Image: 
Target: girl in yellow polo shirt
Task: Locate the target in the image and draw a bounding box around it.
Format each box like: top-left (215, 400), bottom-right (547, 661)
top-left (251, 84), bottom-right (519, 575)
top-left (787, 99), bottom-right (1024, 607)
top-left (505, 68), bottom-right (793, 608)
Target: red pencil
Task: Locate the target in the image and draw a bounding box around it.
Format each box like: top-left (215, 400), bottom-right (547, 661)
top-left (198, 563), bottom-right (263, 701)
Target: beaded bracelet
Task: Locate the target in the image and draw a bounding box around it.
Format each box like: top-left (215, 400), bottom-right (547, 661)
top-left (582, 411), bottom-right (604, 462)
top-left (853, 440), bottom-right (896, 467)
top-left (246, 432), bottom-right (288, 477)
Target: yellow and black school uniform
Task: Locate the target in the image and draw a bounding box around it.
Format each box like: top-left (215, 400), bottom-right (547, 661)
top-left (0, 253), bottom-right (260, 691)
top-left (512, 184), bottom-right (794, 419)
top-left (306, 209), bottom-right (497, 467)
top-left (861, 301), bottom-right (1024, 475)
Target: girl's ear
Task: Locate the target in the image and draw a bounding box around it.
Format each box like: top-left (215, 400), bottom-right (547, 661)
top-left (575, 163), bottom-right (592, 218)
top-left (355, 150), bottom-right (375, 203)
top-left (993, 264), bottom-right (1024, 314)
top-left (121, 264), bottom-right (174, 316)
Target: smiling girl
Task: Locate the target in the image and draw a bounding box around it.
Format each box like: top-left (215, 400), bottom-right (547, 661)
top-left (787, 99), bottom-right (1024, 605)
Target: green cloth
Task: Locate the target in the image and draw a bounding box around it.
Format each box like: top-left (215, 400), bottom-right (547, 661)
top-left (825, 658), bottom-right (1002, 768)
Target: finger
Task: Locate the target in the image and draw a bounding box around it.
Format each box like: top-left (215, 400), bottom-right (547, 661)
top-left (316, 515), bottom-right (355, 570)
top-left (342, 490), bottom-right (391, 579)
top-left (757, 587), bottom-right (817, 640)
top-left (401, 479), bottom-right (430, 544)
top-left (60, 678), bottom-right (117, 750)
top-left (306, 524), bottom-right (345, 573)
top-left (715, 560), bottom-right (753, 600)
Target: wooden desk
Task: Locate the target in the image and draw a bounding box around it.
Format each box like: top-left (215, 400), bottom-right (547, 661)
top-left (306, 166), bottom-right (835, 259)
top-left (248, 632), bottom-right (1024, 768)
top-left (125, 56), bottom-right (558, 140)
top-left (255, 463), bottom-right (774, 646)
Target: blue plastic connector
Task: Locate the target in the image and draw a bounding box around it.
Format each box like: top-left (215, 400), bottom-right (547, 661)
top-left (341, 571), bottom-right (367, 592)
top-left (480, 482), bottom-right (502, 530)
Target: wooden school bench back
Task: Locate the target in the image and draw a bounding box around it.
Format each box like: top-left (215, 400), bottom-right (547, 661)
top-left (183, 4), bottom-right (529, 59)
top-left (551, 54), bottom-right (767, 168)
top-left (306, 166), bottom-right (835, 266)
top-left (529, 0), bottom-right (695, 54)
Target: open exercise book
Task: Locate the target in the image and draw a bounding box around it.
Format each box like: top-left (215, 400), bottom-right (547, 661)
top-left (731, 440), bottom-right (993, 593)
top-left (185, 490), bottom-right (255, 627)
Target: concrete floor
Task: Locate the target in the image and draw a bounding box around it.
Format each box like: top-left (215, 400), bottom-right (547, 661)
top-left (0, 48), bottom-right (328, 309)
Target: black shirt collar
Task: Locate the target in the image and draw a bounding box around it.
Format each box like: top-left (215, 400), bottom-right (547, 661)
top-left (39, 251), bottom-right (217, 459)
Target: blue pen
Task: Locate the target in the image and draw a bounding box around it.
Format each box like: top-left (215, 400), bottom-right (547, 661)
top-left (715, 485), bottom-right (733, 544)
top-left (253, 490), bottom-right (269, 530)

----------------

> [Given instruction] Reproduce all of the entries above line for line, changing nothing.

> [Result of the exercise]
Image: 
Target: girl in yellow polo shirt
Task: Locate the target in the image and draw a bounding box around it.
Format each box like: top-left (215, 400), bottom-right (547, 661)
top-left (251, 84), bottom-right (519, 575)
top-left (787, 99), bottom-right (1024, 607)
top-left (505, 68), bottom-right (793, 608)
Target: red pencil
Task: Locate the target in the image and draw a bounding box around it.
Format each box like: top-left (215, 400), bottom-right (547, 661)
top-left (198, 563), bottom-right (263, 701)
Target: beaded bracelet
Task: Locate the target in the image and draw a bounding box around it.
Format each box like: top-left (215, 400), bottom-right (547, 661)
top-left (582, 411), bottom-right (604, 462)
top-left (853, 440), bottom-right (896, 467)
top-left (246, 432), bottom-right (288, 477)
Target: yellow and black school uniform
Task: Locate the target in the image and draw a bounding box around it.
Format each box like: top-left (215, 400), bottom-right (547, 661)
top-left (0, 253), bottom-right (260, 691)
top-left (512, 184), bottom-right (794, 419)
top-left (306, 209), bottom-right (497, 467)
top-left (861, 301), bottom-right (1024, 475)
Target: girl's ear
Task: Locate the target in the image and draw a bounding box around it.
Format each box like: top-left (215, 400), bottom-right (547, 661)
top-left (575, 163), bottom-right (592, 218)
top-left (355, 150), bottom-right (375, 203)
top-left (993, 264), bottom-right (1024, 314)
top-left (121, 264), bottom-right (174, 316)
Target: smiling girl
Task: Locate the target in the image and draw a bounding box around it.
Format each box like: top-left (215, 400), bottom-right (547, 661)
top-left (787, 99), bottom-right (1024, 605)
Target: green cloth
Task: Locate the target in the image and draw a bounding box around it.
Format each box like: top-left (215, 400), bottom-right (547, 661)
top-left (825, 658), bottom-right (1002, 768)
Target: finger
Task: Locate the target in the image and draw a bounding box around it.
Format each box like: top-left (215, 400), bottom-right (547, 661)
top-left (316, 515), bottom-right (355, 570)
top-left (342, 490), bottom-right (391, 579)
top-left (757, 587), bottom-right (817, 640)
top-left (401, 479), bottom-right (430, 544)
top-left (60, 678), bottom-right (117, 750)
top-left (306, 524), bottom-right (345, 573)
top-left (715, 560), bottom-right (753, 600)
Target: wooden desk
Task: Locate the target in the image and draw a bounding box around it.
Format each box like: top-left (215, 400), bottom-right (547, 661)
top-left (306, 166), bottom-right (835, 259)
top-left (248, 632), bottom-right (1024, 768)
top-left (125, 56), bottom-right (558, 140)
top-left (255, 463), bottom-right (774, 646)
Target: blue plastic connector
Task: Locate the target in the image and draw a bounding box around it.
Format each box like: top-left (215, 400), bottom-right (547, 661)
top-left (341, 571), bottom-right (367, 592)
top-left (480, 482), bottom-right (502, 530)
Target: wooden school bench back
Task: Locate the target in the image and draw a bounding box around it.
Format each box like: top-left (215, 400), bottom-right (547, 661)
top-left (183, 4), bottom-right (529, 59)
top-left (551, 54), bottom-right (767, 168)
top-left (306, 166), bottom-right (835, 266)
top-left (529, 0), bottom-right (695, 54)
Target: open exercise book
Task: Locate the target in the image and draw a bounding box around it.
Format each box like: top-left (215, 400), bottom-right (547, 661)
top-left (731, 440), bottom-right (993, 593)
top-left (185, 490), bottom-right (255, 627)
Target: concrete floor
Task: Locate the target in the image and draw a bounding box around it.
Format each box like: top-left (215, 400), bottom-right (547, 661)
top-left (0, 48), bottom-right (328, 309)
Target: black shirt collar
Task: Locate the target in the image and draw a bounding box around it.
Format each box like: top-left (215, 400), bottom-right (547, 661)
top-left (39, 251), bottom-right (217, 459)
Target: blue pen
Task: Locate the target in the image and draw a bounding box around it.
Format each box like: top-left (215, 400), bottom-right (547, 661)
top-left (715, 485), bottom-right (733, 544)
top-left (253, 490), bottom-right (269, 530)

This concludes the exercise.